Requirements: Collect every line in the material that contains the string "brown". Only matches with the same upper- and lowercase letters count.

++++ Provided records ++++

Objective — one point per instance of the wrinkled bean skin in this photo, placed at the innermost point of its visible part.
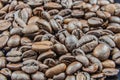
(59, 39)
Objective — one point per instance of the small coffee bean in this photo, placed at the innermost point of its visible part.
(38, 76)
(55, 70)
(73, 67)
(19, 75)
(42, 46)
(30, 66)
(102, 51)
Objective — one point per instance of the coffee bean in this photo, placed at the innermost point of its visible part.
(30, 66)
(14, 56)
(55, 70)
(42, 46)
(19, 75)
(73, 67)
(102, 52)
(38, 76)
(94, 21)
(3, 41)
(110, 71)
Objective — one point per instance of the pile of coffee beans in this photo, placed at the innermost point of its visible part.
(59, 39)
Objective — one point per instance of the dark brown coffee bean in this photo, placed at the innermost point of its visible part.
(7, 72)
(50, 62)
(55, 70)
(89, 15)
(102, 52)
(42, 46)
(82, 59)
(14, 66)
(87, 43)
(30, 28)
(91, 69)
(98, 76)
(117, 40)
(110, 8)
(103, 14)
(30, 66)
(77, 13)
(73, 67)
(60, 49)
(72, 77)
(115, 19)
(52, 5)
(2, 77)
(60, 76)
(47, 54)
(14, 56)
(95, 60)
(110, 71)
(107, 40)
(94, 21)
(19, 75)
(3, 41)
(70, 42)
(108, 64)
(30, 54)
(14, 41)
(4, 24)
(67, 58)
(2, 62)
(38, 76)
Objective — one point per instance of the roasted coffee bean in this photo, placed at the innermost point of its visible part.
(2, 77)
(73, 67)
(2, 62)
(19, 75)
(42, 46)
(30, 66)
(102, 52)
(117, 40)
(14, 66)
(110, 71)
(70, 42)
(14, 56)
(108, 64)
(60, 49)
(55, 70)
(47, 54)
(71, 77)
(38, 76)
(87, 43)
(3, 41)
(60, 76)
(82, 59)
(94, 21)
(59, 39)
(7, 72)
(14, 41)
(30, 54)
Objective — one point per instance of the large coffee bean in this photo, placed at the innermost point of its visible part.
(73, 67)
(19, 75)
(42, 46)
(102, 52)
(55, 70)
(30, 66)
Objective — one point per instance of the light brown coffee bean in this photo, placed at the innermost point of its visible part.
(42, 46)
(73, 67)
(14, 41)
(19, 75)
(102, 52)
(55, 70)
(30, 66)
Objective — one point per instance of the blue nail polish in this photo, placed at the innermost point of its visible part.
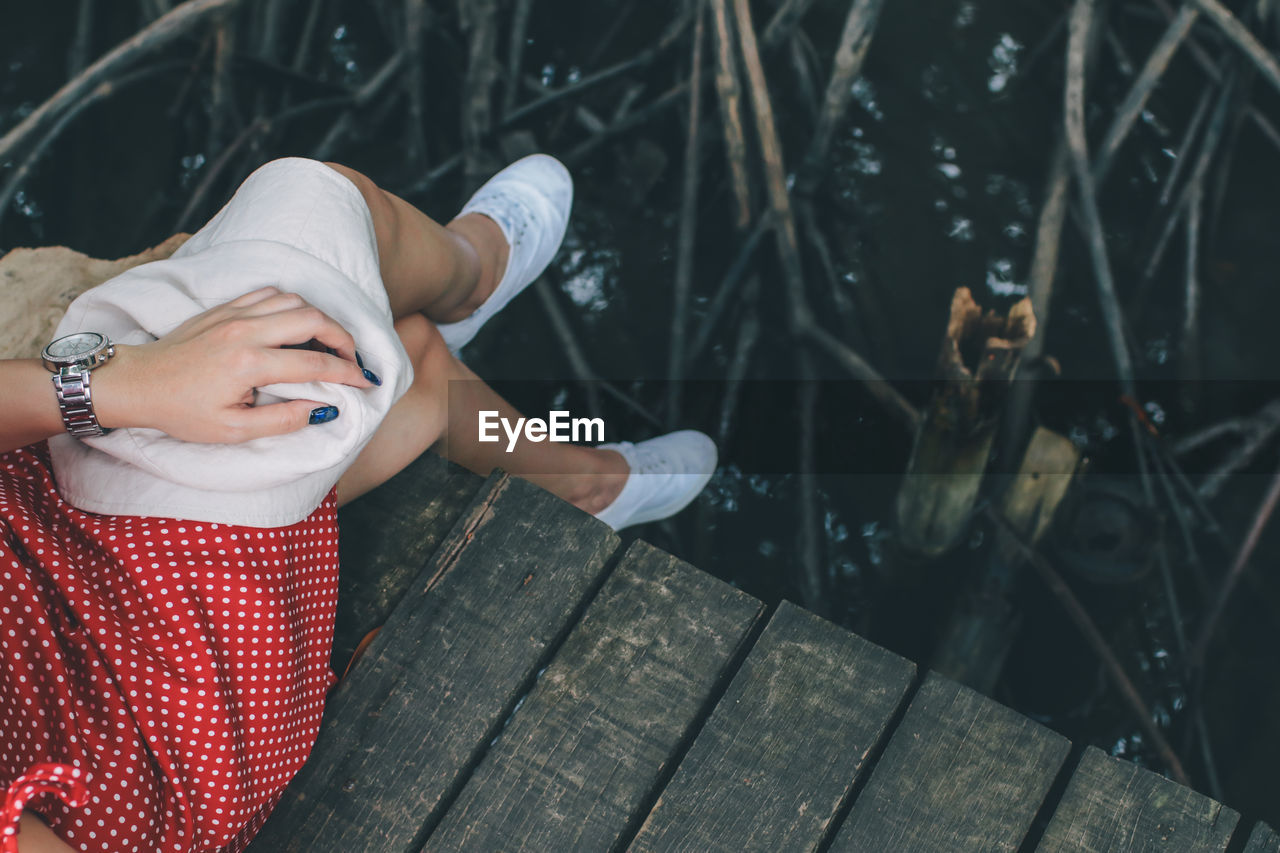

++++

Output of the exercise:
Objective — one point per instance of the dark brown coffee bean in this photo, placed at the innermost point of its visible part.
Objective — one point per instance of the light brown coffee bean in this photo, placed at the innermost point of its visible part.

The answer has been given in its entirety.